The data below must be copied in full and without any change.

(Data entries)
* * * *
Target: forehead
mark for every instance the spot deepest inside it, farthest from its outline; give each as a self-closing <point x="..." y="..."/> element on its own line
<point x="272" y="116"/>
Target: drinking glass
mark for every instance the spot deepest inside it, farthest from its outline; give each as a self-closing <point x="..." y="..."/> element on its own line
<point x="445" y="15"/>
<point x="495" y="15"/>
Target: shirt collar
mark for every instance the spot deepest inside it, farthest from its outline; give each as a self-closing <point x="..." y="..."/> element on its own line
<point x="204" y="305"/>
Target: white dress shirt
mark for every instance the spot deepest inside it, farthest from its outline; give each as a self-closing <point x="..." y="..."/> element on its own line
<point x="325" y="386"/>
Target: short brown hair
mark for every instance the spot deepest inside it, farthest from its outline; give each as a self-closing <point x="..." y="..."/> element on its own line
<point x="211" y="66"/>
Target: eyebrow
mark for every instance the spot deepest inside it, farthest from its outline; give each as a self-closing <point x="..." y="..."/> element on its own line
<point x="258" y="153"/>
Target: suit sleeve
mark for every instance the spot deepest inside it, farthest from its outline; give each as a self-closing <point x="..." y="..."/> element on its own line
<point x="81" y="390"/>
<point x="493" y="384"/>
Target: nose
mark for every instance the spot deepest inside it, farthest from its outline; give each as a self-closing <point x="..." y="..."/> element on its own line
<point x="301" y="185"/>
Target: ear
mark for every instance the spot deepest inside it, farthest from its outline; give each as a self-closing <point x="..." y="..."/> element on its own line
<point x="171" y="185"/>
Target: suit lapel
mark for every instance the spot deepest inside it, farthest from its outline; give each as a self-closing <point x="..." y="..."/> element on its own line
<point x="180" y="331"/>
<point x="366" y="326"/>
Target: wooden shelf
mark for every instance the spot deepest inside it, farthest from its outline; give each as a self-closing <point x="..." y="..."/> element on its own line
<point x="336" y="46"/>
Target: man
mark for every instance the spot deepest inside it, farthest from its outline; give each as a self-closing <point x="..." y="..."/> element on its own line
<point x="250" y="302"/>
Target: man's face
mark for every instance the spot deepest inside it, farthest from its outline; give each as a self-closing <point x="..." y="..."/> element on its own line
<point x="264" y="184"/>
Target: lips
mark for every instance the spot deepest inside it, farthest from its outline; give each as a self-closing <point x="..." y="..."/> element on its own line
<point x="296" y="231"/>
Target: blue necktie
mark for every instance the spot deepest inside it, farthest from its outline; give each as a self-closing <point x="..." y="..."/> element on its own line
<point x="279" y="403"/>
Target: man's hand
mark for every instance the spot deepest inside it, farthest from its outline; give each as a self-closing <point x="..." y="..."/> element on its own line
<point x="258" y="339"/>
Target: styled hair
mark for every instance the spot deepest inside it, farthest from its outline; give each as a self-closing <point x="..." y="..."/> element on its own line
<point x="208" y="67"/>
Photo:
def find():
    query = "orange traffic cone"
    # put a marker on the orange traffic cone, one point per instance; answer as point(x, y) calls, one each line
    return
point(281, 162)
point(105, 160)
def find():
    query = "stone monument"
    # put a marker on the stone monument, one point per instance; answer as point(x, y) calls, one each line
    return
* * * *
FINAL ANSWER:
Target: forehead
mark for every instance the spot deepest inside it, farthest from its outline; give each as a self-closing <point x="..." y="..."/> element on its own line
<point x="272" y="116"/>
Target: drinking glass
mark for every instance the spot deepest inside it, farthest from its outline; give each as a self-closing <point x="..." y="..."/> element on its own line
<point x="445" y="15"/>
<point x="495" y="15"/>
Target: shirt collar
mark for every instance the spot deepest inside it, farthest from its outline; give each as a self-closing <point x="..." y="..."/> element on its own line
<point x="204" y="305"/>
Target: white dress shirt
mark for every instance the spot deepest inside it, farthest from its outline; give each as a self-closing <point x="..." y="..."/> element on its own line
<point x="325" y="386"/>
Target: short brown hair
mark for every instance the spot deepest inside it, farthest from its outline; give each as a self-closing <point x="..." y="..."/> element on its own line
<point x="211" y="66"/>
Target: eyebrow
mark for every instance the spot deepest inside it, farthest from its outline; give each as a self-closing <point x="..." y="..."/> element on its own line
<point x="258" y="153"/>
Target: suit sleeve
mark for every instance the spot deepest inside it, farthest from its outline; give each as a self-closing <point x="..." y="..."/> element on its own line
<point x="81" y="390"/>
<point x="493" y="384"/>
Target: nose
mark for every instance the spot deepest inside it, farthest from its outline; give each as a self-closing <point x="..." y="..."/> element on its own line
<point x="301" y="185"/>
Target: ear
mark for every instance the spot deepest inside it, farthest from its outline; give each as a self-closing <point x="..." y="..."/> element on its own line
<point x="171" y="185"/>
Target: suit lapel
mark for every instance the spot deepest inside it, farthest from its outline; give each as a self-closing <point x="..." y="..."/> element on its own line
<point x="180" y="331"/>
<point x="366" y="326"/>
Target: wooden shelf
mark for every instance the spot deepest inside it, farthest from its outline; give each as a self-closing <point x="..." y="..."/> element on its own line
<point x="336" y="46"/>
Target: man
mark for every instance the spot deepest inside it, farthest from its outline; give each as a self-closing <point x="..." y="..."/> element on its own line
<point x="250" y="302"/>
Target: man's face
mark for every instance the spot deepest inside it, farthest from its outline; give each as a self-closing <point x="..." y="..."/> element on its own line
<point x="264" y="184"/>
Target: lips
mark for every instance the spot deepest inside it, farthest from its outline; give each as a self-closing <point x="..." y="..."/> element on its own line
<point x="296" y="231"/>
Target: blue necktie
mark for every instance the spot deepest inside it, farthest from its outline; give each as a self-closing <point x="..." y="..."/> element on its own line
<point x="279" y="403"/>
Target: man's hand
mark for every instance the spot deepest inside it, farthest from its outline; give each as a self-closing <point x="..." y="..."/> element on its own line
<point x="258" y="339"/>
Target: styled hair
mark for every instance the spot deepest inside it, farthest from its outline; give each as a self-closing <point x="..." y="..."/> element on its own line
<point x="208" y="67"/>
Photo:
def find():
    query = "orange traffic cone"
    # put a marker on the orange traffic cone, one point per instance; answer as point(x, y) calls, one each line
    return
point(281, 162)
point(105, 160)
def find():
    query = "stone monument"
    # put a marker on the stone monument, one point per instance; answer as point(x, y) calls, one each line
    return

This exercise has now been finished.